The 650 ADVentura is the best deal going in lightweight touring. At $6,799 with standard saddlebags, it costs much less than the Honda CB500X ($8,139 with optional saddlebags) and the Kawasaki Versys 650 LT ($9,999).

The 650NK, which weighs 454 lb, carries 4.5 gallons of fuel, and has a 30.7-inch seat height, is equipped with KYB suspension, with a non-adjustable fork and a preload-adjustable rear shock. The 650 ADVentura has an inverted fork with 12 clicks of rebound adjustment and a rear shock with adjustable preload and rebound (eight clicks). Both models have full LED lighting and a 5-inch TFT display. 

Standard equipment on the ADVentura includes Shad hard saddlebags, a windscreen with 1.5 inches of toolless height adjustment, and a USB charging port on the dash. It weighs 481 lb (add 17 lb for the saddlebags), carries 4.75 gallons of fuel, and has a 32.3-inch seat height.  

2022 CFMOTO 650 ADVentura
The 650 ADVentura is available in Athens Blue or Nebula White.

Both 650s have upright seating positions, and thanks to its taller seat, the ADVentura offers more legroom than the NK. Both are very approachable and fun to ride. Twisting the right grip delivers rheostat-like power with barely a hint of vibration from the counterbalanced Twin. They are light enough to be tossed into turns, their Pirelli tires provide good grip, and their brakes shed speed quite well. They felt stable at speed too – I maxxed out at an indicated 106 mph on the NK and 107 mph on the ADV. (Read more 650 ADVentura impressions below.)

Problems:
1. Does the motorcycle review support each statement? (a) The 650NK's fork is non-adjustable. (b) The ADVentura's seat is lower than the 650NK's. (c) The ADVentura's 481 lb weight includes its saddlebags. Answer yes or no for each, quoting the deciding words.
2. How would the motorcycle review go on? Write the next part, starting after its last sentence.

Pointing and labeling entries:
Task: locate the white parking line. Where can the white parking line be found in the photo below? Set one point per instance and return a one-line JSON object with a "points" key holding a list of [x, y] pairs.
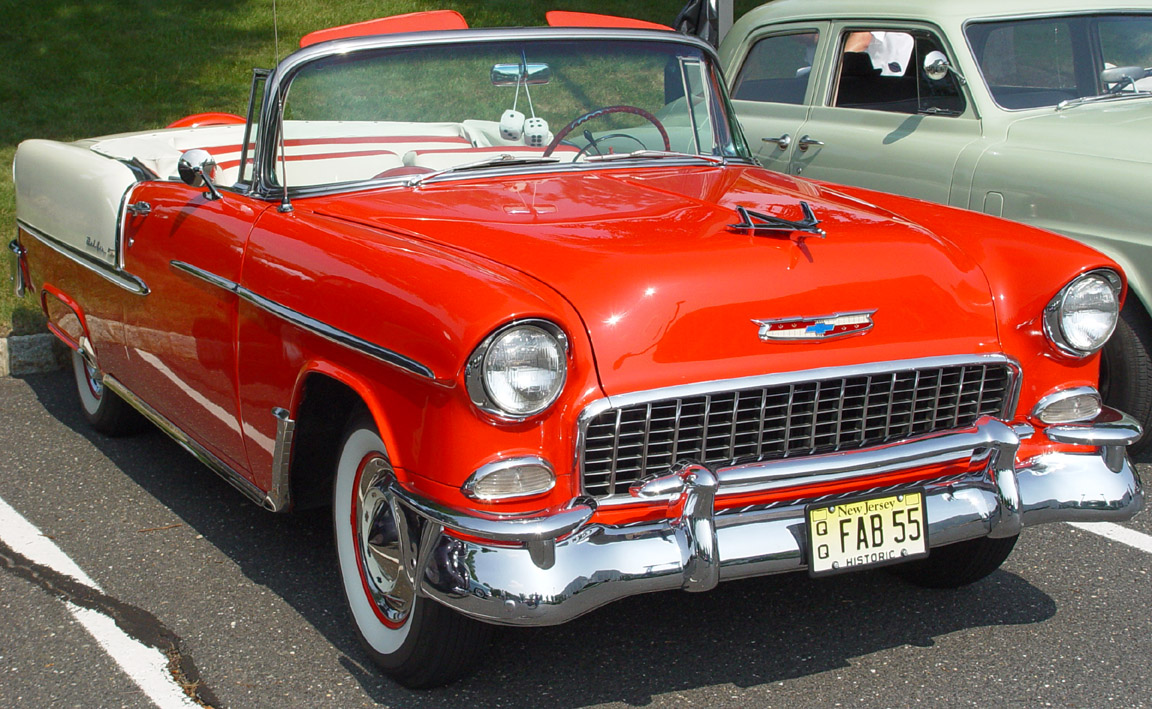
{"points": [[146, 666], [1116, 533]]}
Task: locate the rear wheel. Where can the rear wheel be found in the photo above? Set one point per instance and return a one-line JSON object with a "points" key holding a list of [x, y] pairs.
{"points": [[1126, 370], [417, 641], [104, 409], [959, 564]]}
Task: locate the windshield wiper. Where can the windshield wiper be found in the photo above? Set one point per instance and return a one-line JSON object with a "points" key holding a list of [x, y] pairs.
{"points": [[653, 153], [497, 160], [1068, 103]]}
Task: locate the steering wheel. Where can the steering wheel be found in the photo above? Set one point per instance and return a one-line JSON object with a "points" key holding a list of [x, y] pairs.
{"points": [[595, 143], [598, 112]]}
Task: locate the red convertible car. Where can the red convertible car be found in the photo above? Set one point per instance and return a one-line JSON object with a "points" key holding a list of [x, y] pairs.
{"points": [[520, 306]]}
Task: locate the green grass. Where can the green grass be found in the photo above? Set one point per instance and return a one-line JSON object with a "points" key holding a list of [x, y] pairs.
{"points": [[82, 68]]}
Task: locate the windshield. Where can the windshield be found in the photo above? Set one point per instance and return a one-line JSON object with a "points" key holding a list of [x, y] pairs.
{"points": [[1043, 61], [406, 112]]}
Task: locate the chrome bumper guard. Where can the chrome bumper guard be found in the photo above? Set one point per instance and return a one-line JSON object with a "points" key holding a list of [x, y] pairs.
{"points": [[527, 576]]}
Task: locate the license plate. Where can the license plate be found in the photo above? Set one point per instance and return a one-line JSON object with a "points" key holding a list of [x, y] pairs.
{"points": [[864, 533]]}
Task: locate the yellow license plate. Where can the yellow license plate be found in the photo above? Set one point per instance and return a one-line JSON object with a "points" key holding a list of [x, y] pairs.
{"points": [[863, 533]]}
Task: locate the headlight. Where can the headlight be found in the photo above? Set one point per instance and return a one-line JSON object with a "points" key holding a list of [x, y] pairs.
{"points": [[1080, 319], [518, 370]]}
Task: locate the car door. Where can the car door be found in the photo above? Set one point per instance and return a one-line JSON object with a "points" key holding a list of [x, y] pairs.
{"points": [[883, 122], [181, 338], [773, 81]]}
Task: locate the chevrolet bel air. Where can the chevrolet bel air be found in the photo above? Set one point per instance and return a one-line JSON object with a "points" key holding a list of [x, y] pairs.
{"points": [[1029, 110], [521, 308]]}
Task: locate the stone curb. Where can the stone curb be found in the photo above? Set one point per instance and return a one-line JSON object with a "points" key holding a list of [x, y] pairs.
{"points": [[31, 354]]}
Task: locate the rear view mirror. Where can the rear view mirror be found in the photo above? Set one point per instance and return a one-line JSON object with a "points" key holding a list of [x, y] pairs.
{"points": [[531, 74]]}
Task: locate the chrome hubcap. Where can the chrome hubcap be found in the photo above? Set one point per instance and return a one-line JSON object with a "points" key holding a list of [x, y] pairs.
{"points": [[95, 382], [384, 542]]}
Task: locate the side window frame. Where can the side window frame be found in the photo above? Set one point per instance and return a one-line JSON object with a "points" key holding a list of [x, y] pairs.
{"points": [[839, 37], [819, 58]]}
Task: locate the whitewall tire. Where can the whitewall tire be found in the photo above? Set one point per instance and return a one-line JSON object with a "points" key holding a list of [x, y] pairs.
{"points": [[417, 641], [104, 409]]}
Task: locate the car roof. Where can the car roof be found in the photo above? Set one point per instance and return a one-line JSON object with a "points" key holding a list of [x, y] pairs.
{"points": [[942, 12]]}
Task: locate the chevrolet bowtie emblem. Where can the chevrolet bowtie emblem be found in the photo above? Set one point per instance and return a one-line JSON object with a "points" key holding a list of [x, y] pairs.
{"points": [[823, 327]]}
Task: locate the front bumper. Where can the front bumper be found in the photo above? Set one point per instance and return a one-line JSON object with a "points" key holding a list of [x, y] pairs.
{"points": [[548, 570]]}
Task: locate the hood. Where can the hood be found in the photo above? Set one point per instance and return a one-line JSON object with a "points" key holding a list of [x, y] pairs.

Response list:
1.
(a) Yes: "with a non-adjustable fork and a preload-adjustable rear shock"
(b) No: the 650NK "has a 30.7-inch seat height," and the ADVentura "has a 32.3-inch seat height"
(c) No: "It weighs 481 lb (add 17 lb for the saddlebags)"

2.
2022 CFMOTO 700CL-X / 700 CL-X Sport 

The 700CL-X street scrambler looks especially fetching in Coal Grey with bronze wheels (the other color choice is Twilight Blue with black wheels), and its lively 74-hp Twin will bring out your inner hooligan.

Though gaining just 44cc in displacement over the 650s, the 700s represent a big step up in specification and performance. Their shared liquid-cooled, DOHC, 8-valve 693cc parallel-Twin makes a claimed 74 hp at 8,500 rpm and 50.2 lb-ft of torque at 7,000 rpm, and both have a 6-speed transmission with a slipper clutch and chain final drive. 

The 700s are also equipped with throttle-by-wire, which enables two ride modes (Sport and Eco) and one-touch cruise control. They have a stylish, throaty exhaust can on the right side, self-canceling turnsignals, and all-round LED lighting with a daytime running light. 

2022 CFMOTO 700CL-X
The 700CL-X is available in Coal Grey with bronze wheels or Twilight Blue with black wheels.

Wrapped around the engine is a tubular chromoly steel frame connected to a steel trellis subframe and a lightweight gravity-cast aluminum swingarm. KYB suspension includes a 41mm inverted fully adjustable fork and a linkage-mounted rear shock that’s adjustable for preload and rebound. Seat height is 31.5 inches and fuel capacity is 3.4 gallons. 

The 700CL-X street scrambler ($6,499) is available in Coal Grey with bronze wheels or Twilight Blue with black wheels, and it has a tubular handlebar and Pirelli MT-60 dirt track-style semi-knobby tires. J. Juan brakes include a 320mm front disc with a radial-mount 4-piston caliper and a 260mm rear disc with a 2-piston caliper, and Continental ABS is standard. Curb weight is 426 lb. 

For café racer fans, the 700CL-X Sport has the goods, with clip-ons, bar-end mirrors, grippy sport tires, and a solo seat. In Sport mode, it leaps out of corners and its stubby exhaust howls with joy.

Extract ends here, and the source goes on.